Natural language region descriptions
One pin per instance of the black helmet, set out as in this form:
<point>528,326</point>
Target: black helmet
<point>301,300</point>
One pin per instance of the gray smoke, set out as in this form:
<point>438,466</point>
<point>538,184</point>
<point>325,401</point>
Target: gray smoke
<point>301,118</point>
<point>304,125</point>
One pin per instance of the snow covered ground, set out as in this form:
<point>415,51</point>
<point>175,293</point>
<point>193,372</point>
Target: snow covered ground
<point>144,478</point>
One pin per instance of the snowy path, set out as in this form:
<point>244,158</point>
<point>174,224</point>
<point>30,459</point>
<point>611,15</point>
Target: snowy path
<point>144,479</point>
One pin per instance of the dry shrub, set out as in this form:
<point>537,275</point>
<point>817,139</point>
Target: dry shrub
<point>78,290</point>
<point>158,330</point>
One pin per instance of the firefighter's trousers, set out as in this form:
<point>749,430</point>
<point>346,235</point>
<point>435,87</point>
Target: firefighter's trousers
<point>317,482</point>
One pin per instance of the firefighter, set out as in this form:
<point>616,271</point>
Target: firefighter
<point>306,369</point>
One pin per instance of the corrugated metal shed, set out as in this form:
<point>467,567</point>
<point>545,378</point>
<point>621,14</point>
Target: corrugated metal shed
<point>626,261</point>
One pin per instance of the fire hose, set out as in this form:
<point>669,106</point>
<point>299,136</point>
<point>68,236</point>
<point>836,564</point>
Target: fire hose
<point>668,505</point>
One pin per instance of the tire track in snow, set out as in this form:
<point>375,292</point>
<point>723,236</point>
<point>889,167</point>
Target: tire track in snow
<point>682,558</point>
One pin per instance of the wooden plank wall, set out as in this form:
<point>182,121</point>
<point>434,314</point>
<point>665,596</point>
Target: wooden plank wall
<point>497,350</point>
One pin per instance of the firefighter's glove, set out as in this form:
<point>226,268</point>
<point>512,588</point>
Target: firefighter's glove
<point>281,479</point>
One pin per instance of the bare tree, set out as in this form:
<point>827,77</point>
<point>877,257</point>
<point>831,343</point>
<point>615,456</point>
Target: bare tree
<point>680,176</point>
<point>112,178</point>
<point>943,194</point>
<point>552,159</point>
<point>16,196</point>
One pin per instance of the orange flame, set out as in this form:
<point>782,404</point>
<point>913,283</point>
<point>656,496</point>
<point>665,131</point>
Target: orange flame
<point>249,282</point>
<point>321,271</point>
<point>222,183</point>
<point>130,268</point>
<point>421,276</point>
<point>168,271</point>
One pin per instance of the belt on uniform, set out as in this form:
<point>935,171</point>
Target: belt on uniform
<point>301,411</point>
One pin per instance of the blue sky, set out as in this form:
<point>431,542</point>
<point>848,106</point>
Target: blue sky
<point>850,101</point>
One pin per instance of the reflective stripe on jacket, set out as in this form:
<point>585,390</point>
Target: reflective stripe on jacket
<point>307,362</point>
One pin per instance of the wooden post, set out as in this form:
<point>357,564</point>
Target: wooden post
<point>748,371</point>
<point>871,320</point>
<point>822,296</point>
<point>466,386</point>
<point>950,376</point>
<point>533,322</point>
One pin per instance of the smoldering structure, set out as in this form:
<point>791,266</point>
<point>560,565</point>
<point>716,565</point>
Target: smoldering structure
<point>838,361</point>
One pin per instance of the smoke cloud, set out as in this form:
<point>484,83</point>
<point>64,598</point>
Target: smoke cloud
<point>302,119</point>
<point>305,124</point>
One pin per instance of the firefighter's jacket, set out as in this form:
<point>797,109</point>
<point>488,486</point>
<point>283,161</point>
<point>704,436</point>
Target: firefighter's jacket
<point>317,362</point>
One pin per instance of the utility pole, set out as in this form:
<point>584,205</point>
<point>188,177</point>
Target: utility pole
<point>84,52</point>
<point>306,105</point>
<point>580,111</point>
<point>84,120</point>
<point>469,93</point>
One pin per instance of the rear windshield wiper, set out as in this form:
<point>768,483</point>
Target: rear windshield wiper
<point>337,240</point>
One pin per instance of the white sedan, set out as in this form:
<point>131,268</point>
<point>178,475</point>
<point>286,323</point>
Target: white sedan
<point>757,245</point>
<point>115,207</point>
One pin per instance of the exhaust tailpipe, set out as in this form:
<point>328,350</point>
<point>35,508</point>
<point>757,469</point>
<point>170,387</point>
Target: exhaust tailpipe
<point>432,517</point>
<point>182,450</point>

▶ Your assignment
Only the lines from the one that holds "<point>328,350</point>" through the end of the records should appear in the answer, each restated exactly.

▶ Answer space
<point>328,350</point>
<point>35,508</point>
<point>757,469</point>
<point>170,387</point>
Target: exhaust tailpipe
<point>432,517</point>
<point>182,450</point>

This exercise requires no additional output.